Stored data entries
/---

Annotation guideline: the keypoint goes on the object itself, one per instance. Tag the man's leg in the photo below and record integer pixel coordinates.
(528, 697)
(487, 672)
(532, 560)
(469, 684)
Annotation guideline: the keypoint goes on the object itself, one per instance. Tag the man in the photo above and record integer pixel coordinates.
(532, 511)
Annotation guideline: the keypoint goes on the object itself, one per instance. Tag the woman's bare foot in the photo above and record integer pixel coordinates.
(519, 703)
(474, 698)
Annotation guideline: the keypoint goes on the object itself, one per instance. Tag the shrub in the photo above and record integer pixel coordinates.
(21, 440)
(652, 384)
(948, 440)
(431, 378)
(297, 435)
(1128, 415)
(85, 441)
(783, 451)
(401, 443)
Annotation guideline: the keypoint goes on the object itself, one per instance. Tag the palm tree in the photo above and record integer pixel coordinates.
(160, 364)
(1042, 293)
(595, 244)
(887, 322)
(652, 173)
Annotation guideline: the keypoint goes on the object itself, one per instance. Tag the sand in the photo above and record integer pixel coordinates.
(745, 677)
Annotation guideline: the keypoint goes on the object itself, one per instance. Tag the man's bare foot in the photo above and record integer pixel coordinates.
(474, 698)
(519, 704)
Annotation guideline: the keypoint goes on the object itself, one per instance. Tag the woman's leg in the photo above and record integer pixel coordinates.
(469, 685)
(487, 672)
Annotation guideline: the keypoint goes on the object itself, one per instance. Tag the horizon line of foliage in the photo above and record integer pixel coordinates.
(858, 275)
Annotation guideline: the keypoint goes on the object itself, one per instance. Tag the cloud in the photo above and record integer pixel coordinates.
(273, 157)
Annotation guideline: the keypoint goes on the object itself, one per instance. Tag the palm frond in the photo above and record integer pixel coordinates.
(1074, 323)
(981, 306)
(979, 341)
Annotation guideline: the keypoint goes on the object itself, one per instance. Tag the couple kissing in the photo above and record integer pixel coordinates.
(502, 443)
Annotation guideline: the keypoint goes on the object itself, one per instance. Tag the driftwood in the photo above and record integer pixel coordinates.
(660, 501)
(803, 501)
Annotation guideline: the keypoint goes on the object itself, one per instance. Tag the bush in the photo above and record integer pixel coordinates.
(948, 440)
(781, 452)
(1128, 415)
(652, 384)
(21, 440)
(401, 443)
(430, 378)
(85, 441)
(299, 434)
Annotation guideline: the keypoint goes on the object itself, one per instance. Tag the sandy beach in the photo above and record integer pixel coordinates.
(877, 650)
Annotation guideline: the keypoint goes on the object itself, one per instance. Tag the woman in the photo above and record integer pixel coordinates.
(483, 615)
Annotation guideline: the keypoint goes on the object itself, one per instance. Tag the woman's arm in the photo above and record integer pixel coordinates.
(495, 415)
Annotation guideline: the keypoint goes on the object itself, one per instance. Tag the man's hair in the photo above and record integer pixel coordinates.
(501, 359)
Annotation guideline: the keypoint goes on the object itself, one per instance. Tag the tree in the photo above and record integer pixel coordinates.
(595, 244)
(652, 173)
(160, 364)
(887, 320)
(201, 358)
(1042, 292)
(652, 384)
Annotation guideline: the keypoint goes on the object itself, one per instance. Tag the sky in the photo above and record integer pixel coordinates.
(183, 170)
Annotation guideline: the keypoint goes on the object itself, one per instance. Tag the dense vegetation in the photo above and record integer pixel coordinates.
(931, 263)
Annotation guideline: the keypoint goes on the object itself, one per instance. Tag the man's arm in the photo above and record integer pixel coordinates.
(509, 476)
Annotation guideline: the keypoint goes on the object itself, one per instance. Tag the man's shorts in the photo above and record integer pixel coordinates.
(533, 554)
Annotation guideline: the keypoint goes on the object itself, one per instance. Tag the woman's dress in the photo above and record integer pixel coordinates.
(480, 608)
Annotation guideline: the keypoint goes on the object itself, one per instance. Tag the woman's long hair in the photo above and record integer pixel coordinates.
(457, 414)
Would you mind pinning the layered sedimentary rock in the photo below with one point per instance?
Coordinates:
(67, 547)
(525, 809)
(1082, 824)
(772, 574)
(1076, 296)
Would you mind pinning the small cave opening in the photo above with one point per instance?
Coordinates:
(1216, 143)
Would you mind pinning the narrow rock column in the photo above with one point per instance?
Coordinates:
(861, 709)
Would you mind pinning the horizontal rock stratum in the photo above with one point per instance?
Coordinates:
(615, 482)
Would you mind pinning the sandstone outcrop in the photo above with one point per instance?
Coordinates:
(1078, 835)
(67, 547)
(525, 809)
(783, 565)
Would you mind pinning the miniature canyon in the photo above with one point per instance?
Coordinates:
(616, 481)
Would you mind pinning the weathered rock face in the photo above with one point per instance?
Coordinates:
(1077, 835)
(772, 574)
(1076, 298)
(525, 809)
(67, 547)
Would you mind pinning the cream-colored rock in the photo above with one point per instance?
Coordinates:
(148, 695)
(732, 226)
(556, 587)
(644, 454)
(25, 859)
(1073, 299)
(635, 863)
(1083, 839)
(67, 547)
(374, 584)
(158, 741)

\---

■ **WHAT IS EXPECTED**: Give the total number of lines in the entries that contain the word "pinning", with no other words.

■ **TASK ANSWER**: 8